**Tarefas do exercício:**
- A) Responda a estas perguntas sobre o texto acerca do Ensino Superior e da pandemia:
(i) Em que mês e ano foi escrito o texto anterior sobre o primeiro impacto da Covid-19 nos estudantes do Ensino Superior?
(ii) Quantos meses passaram desde esse texto?
(iii) A partir de que ideia foi criado o nosso sistema de ensino?
- B) Por favor, reescreva em forma de lista o parágrafo do texto acerca do Ensino Superior e da pandemia que começa por "O nosso sistema de ensino foi criado", mantendo os factos principais.
- C) Devolva, sem qualquer alteração, o trecho do texto acerca do Ensino Superior e da pandemia que vai de "O nosso sistema de ensino foi" a "excluída da equação.".

**Texto apresentado:**

.....

O Ensino Superior não aprendeu nada com esta pandemia. O combate a uma pandemia requer solidariedade - e a solidariedade não está no ADN do nosso sistema de ensino.
por João Moreira da Silva
Há pouco menos de um ano, escrevi sobre o primeiro impacto da Covid-19 nos estudantes do Ensino Superior. Infelizmente, os problemas que levantei em abril de 2020 mantêm-se absurdamente atuais: o desigual acesso de todos os estudantes às aulas à distância; o preço insustentável do alojamento estudantil; o precário apoio à saúde mental; a existência de propinas. Pelo meio destes 11 meses que passaram, surgiram muitos outros problemas: desde a fraca resposta dos serviços de ação social das universidades no auxílio a alunos infetados ou em isolamento, à imposição do adiamento de exames em nome do “rigor académico.”
O Ensino Superior não aprendeu nada com esta pandemia. O combate a uma pandemia requer solidariedade - e a solidariedade não está no ADN do nosso sistema de ensino.
O nosso sistema de ensino foi criado a partir da ideia de “educação como desenvolvimento individual da pessoa”. Este entendimento original e individualista do ensino talvez não fosse, em si, maligno. Mas, uma vez levado ao extremo, trouxe consigo efeitos perigosos: uma competitividade extrema; uma obsessão com a ideia de rigor e disciplina na academia; um distanciamento da realidade por todos os estudantes, cegos pelo seu próprio trabalho. O trabalho em comunidade foi deixado de lado em prol do sucesso individual - a solidariedade ficou progressivamente excluída da equação.

.....

[Dados de localização de pontos em imagens]
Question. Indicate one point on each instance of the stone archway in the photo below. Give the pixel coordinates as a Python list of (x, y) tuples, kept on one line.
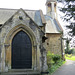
[(8, 42), (21, 54)]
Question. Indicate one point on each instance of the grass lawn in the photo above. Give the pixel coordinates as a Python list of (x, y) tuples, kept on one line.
[(54, 67), (69, 57)]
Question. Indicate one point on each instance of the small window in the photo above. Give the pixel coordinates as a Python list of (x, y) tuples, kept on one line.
[(0, 25)]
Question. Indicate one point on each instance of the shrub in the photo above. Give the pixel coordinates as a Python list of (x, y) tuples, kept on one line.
[(49, 58), (56, 58)]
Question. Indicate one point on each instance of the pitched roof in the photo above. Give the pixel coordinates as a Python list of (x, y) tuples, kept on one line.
[(52, 25), (5, 14)]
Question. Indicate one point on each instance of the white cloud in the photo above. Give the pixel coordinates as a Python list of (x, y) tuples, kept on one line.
[(25, 4)]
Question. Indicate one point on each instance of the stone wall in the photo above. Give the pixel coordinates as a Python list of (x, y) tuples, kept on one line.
[(20, 21), (53, 43)]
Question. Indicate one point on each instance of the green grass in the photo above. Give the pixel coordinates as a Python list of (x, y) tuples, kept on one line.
[(54, 67), (70, 57)]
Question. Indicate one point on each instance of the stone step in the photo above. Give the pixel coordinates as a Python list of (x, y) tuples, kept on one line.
[(21, 73)]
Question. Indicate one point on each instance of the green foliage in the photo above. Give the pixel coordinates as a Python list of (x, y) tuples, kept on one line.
[(70, 51), (69, 11), (70, 57), (54, 67), (49, 58), (56, 58), (53, 61)]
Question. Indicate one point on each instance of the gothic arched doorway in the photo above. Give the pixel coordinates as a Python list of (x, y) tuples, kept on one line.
[(21, 55)]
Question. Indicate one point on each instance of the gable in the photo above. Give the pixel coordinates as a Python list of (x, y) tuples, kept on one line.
[(35, 15)]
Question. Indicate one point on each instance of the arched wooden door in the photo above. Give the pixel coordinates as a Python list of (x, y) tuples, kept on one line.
[(21, 51)]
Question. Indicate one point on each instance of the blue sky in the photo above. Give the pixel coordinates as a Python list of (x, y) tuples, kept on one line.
[(25, 4)]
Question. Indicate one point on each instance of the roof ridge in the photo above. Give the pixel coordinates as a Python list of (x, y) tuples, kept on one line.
[(17, 9)]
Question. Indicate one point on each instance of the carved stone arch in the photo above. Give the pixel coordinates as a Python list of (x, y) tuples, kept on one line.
[(8, 42)]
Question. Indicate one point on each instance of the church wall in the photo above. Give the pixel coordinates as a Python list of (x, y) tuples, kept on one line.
[(9, 29), (53, 43)]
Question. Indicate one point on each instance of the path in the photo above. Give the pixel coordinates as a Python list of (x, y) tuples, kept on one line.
[(67, 69)]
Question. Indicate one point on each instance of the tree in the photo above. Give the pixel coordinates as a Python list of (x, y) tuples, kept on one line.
[(69, 11)]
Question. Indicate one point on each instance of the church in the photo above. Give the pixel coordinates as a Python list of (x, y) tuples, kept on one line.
[(25, 38)]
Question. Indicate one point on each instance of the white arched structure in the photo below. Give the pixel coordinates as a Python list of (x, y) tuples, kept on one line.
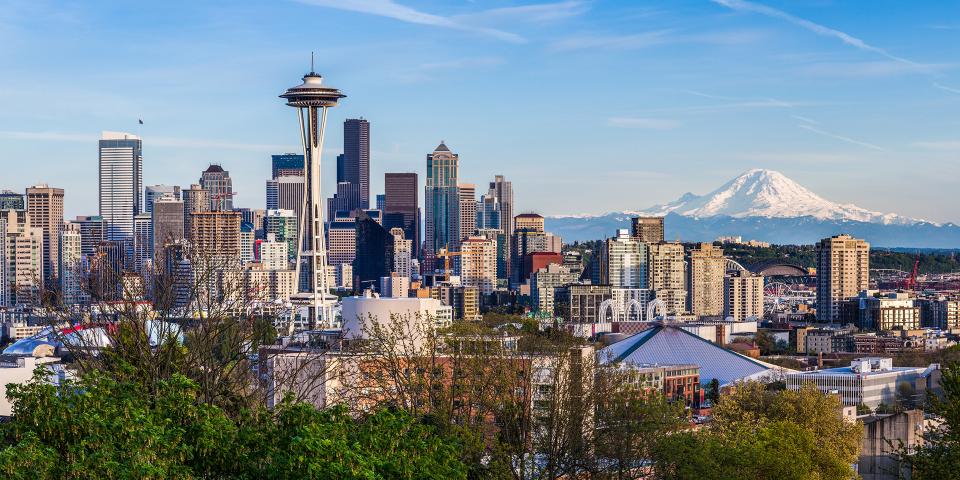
[(654, 307)]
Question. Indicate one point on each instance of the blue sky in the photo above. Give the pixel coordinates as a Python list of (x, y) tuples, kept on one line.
[(587, 106)]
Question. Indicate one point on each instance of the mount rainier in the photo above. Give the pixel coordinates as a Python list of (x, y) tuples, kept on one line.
[(766, 205)]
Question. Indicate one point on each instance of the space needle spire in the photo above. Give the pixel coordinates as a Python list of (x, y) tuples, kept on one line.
[(312, 99)]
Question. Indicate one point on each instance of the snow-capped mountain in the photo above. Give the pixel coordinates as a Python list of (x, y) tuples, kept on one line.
[(768, 193), (766, 205)]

.....

**Respostas esperadas:**
- A)
(i) Em abril de 2020.
(ii) 11 meses.
(iii) A partir da ideia de "educação como desenvolvimento individual da pessoa".

- B)
- O sistema de ensino nasceu da ideia de "educação como desenvolvimento individual da pessoa".
- Esta visão individualista talvez não fosse maligna em si. Levada ao extremo, porém, trouxe efeitos perigosos:
  - competitividade extrema;
  - obsessão com o rigor e a disciplina na academia;
  - distanciamento da realidade por parte dos estudantes, cegos pelo próprio trabalho.
- O trabalho em comunidade foi posto de lado em favor do sucesso individual, e a solidariedade foi sendo excluída.

- C)
O nosso sistema de ensino foi criado a partir da ideia de “educação como desenvolvimento individual da pessoa”. Este entendimento original e individualista do ensino talvez não fosse, em si, maligno. Mas, uma vez levado ao extremo, trouxe consigo efeitos perigosos: uma competitividade extrema; uma obsessão com a ideia de rigor e disciplina na academia; um distanciamento da realidade por todos os estudantes, cegos pelo seu próprio trabalho. O trabalho em comunidade foi deixado de lado em prol do sucesso individual - a solidariedade ficou progressivamente excluída da equação.